The Effects of Bindarit in Preventing Stent Restenosis

The safety and scientific validity of this study is the responsibility of the study sponsor and investigators. Listing a study does not mean it has been evaluated by the U.S. Federal Government. Read our disclaimer for details. Identifier: NCT01269242
Recruitment Status : Completed
First Posted : January 4, 2011
Last Update Posted : August 5, 2016
Information provided by (Responsible Party):
Aziende Chimiche Riunite Angelini Francesco S.p.A

Brief Summary:
The main study objective is to assess the efficacy and safety of different bindarit dosages compared to placebo in preventing restenosis, in patients submitted to coronary stenting and using a bare metal stent (Vision BMS, by Abbott).

Condition or disease Intervention/treatment Phase
Coronary Restenosis Drug: bindarit Drug: placebo Phase 2

Detailed Description:

Coronary artery disease is caused by the gradual build-up of fatty deposits in coronary arteries (atherosclerosis). A diminished blood flow may cause chest pain (angina), shortness of breath or other symptoms. A complete blockage can cause a heart attack. Angioplasty and stenting techniques are safe and effective procedures performed to unblock coronary arteries. However, a recurrent problem after angioplasty is the occurrence of a new blockage, usually within 6 to 9 months after the initial procedure. This phenomenon, called "restenosis", is a body's response to the injury of the angioplasty and does not mean a progression of coronary artery disease.The pathophysiology of restenosis is complex and has as yet not been fully clarified.

Serial studies have shown that in-stent restenosis is almost exclusively caused by neointimal hyperplasia and tissue proliferation occurring in site or adjacent to the stent sites. Histological studies confirmed that neointimal hyperplasia post-stent implantation is related to vessel injury during the procedure. Chemokines have been implicated in the pathogenesis of vascular injury. In this context, MCP-1 which shows a potent chemotactic action on monocytes, can amplify the inflammatory response through the recruitment of additional monocytes. In addition, MCP-3 is known to share some key biological features with MCP-1. It has been proved that MCP-1 directly induces human vascular smooth muscle proliferation acting at this level as a potent mitogen, and that anti-MCP-1 gene therapy inhibits restenotic changes (neointimal hyperplasia) in animals after balloon injury.

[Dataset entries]
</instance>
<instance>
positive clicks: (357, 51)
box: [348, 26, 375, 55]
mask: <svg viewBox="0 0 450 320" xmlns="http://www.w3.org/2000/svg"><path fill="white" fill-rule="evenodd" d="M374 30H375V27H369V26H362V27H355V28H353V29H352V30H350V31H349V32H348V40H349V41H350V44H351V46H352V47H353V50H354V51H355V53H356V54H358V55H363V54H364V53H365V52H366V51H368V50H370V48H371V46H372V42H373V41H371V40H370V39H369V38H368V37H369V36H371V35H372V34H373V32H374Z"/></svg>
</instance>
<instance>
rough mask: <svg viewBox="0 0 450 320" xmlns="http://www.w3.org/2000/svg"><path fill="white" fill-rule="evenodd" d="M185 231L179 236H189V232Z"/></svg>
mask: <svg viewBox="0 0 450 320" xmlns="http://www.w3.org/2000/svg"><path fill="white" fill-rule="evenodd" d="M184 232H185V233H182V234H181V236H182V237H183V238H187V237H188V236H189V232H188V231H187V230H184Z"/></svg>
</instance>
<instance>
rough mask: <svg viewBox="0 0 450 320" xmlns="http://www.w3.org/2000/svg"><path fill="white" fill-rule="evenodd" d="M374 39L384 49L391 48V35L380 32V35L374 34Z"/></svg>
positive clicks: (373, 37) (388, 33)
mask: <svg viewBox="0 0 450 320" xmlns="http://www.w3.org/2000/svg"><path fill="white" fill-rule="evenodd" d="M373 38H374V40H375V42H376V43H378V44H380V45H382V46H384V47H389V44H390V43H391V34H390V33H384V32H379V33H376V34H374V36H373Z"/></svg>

## [PROBLEM DETAILS]
Continue the bindarit restenosis study description from the point where it ends. The dataset entries are separate from the study text and unrelated to it.

## [RESPONSE TO THE EXERCISE]
An evidence of a critical increase in circulating MCP-1 after coronary angioplasty was reported. It was more evident and prolonged in patients with restenosis rather than in non-restenotic patients, in which only a transient increases in plasma MCP-1 has been demonstrated.

Since these chemokines showed to play a main role in the appearance and worsening of the restenosis process, a selective inhibitor of MCP-1 and other members of monocyte chemotactic protein subfamily of CC inflammatory chemokines (MCP-3/CCL7, MCP-2/CCL8), such as bindarit, may have a potential therapeutic use in preventing restenosis by inhibiting the VSMC proliferation, and without affecting the important process of re-endothelization.

Study Type : Interventional  (Clinical Trial)
Actual Enrollment : 148 participants
Allocation: Randomized
Intervention Model: Parallel Assignment
Masking: Triple (Participant, Investigator, Outcomes Assessor)
Primary Purpose: Prevention
Official Title: A Pilot Study to Evaluate the Efficacy and Safety of Different Bindarit Dosages in Preventing Stent Restenosis
Study Start Date : January 2009
Actual Primary Completion Date : January 2011
Actual Study Completion Date : April 2011

Arm Intervention/treatment
Experimental: bindarit 600 mg Drug: bindarit
300 mg bid, that is one 300 mg tablet twice a day for 6 months;
Experimental: bindarit 1200 mg Drug: bindarit
600 mg bid, that is two 300 mg tablets twice a day for 6 months
Placebo Comparator: placebo Drug: placebo
bindarit-matching placebo tablets for 6 months.

Primary Outcome Measures :
  1. in-segment late loss (in-stent and 5 mm proximally and distally to the stent) measured by QCA [ Time Frame: 6 months from the index procedure ]
    Late loss is defined as the difference between post-procedural minimum lumen diameter and 6-month minimum lumen diameter measured in-stent and in-segment.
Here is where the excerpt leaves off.